#### WHAT TO DO
In the excerpt on Knollys and the Reading elections, on what date did Sir Francis I take the oath introduced after Waller's plot?

-- EXCERPTED TEXT start --

Knollys’s local influence was brought to bear on the Reading parliamentary elections in 1640. In the by-election held there in late April, some members of the corporation managed to challenge the attempt to elect candidates nominated by the archbishop of Canterbury, William Laud, and the 1st earl of Holland (Henry Rich†), thereby paving the way for the commonalty to elect Knollys and his son.48Reading Recs. iii. 493. As the Short Parliament then had less than a week still to run, neither got the chance to make a mark on its proceedings. That autumn the corporation re-elected them. The candidates they defeated included Tanfield Vachell*, the nephew and heir of Knollys’s late son-in-law, Sir Thomas Vachell.49Reading Recs. iii. 507. Knollys was already aged 87. He was easily the oldest Member of the Long Parliament.
Even allowing for the references that could refer to either the father or the son, it is clear that Sir Francis I was largely inactive in this Parliament, which given his great age is only understandable. What is actually more striking is that he played any part at all in its proceedings. In the spring of 1641, on either 3 or 13 May, he attended and took the Protestation.50CJ ii. 133a, 145a; Procs. LP iv. 358, 365. (His son took it on the other day.) On 10 June 1642 he promised that he and Sir Francis II would each provide Parliament with two horses.51PJ iii. 467. Even more impressively, he proposed a motion on 27 June, although this got nowhere and its subject is not known.52PJ iii. 136. It would seem that, like his son, he supported Parliament once the civil war broke out, perhaps, in part, because his daughter Letitia, widow of Sir Thomas Vachell, had married John Hampden* two years before. The Knollyses’ resolve to support Parliament probably strengthened further once their estates fell under royalist control when Reading was taken by the king’s army in November 1642. Knollys was probably present in the Commons on 27 March 1643 when his son alleged that the royalist governor of Reading, Sir Arthur Aston, was confiscating the rents from their tenants, as, according to Sir Simonds D’Ewes*, Sir Francis I was ‘then sitting amongst us’.53Harl. 164, f. 344v. His presence on that occasion is unlikely to have been accidental, heightening as it did the pathos of his son’s appeal for sympathy. He took the oath introduced in the wake of Waller’s plot on 8 June 1643.54CJ iii. 120a.

-- EXCERPTED TEXT end --
-- GIVEN RECORDS start --

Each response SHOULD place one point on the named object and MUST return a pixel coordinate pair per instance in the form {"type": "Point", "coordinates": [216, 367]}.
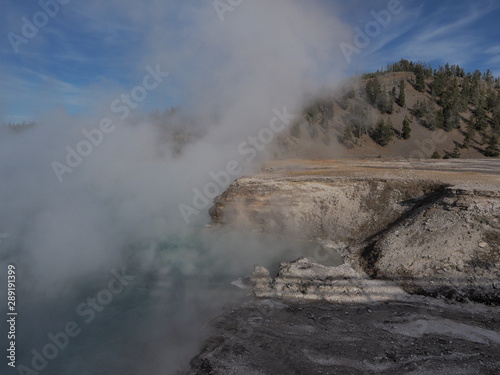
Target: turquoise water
{"type": "Point", "coordinates": [157, 322]}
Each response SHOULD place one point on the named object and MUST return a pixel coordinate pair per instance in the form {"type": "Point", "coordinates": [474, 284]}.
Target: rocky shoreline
{"type": "Point", "coordinates": [407, 233]}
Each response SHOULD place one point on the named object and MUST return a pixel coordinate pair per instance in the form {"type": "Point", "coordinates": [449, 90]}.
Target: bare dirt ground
{"type": "Point", "coordinates": [408, 223]}
{"type": "Point", "coordinates": [419, 337]}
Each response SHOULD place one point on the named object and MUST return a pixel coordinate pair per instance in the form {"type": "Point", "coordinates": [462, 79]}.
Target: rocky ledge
{"type": "Point", "coordinates": [305, 280]}
{"type": "Point", "coordinates": [433, 228]}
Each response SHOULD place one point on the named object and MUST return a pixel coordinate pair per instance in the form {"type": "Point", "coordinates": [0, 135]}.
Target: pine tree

-- GIVEN RECORDS end --

#### TASK OUTPUT
8 June 1643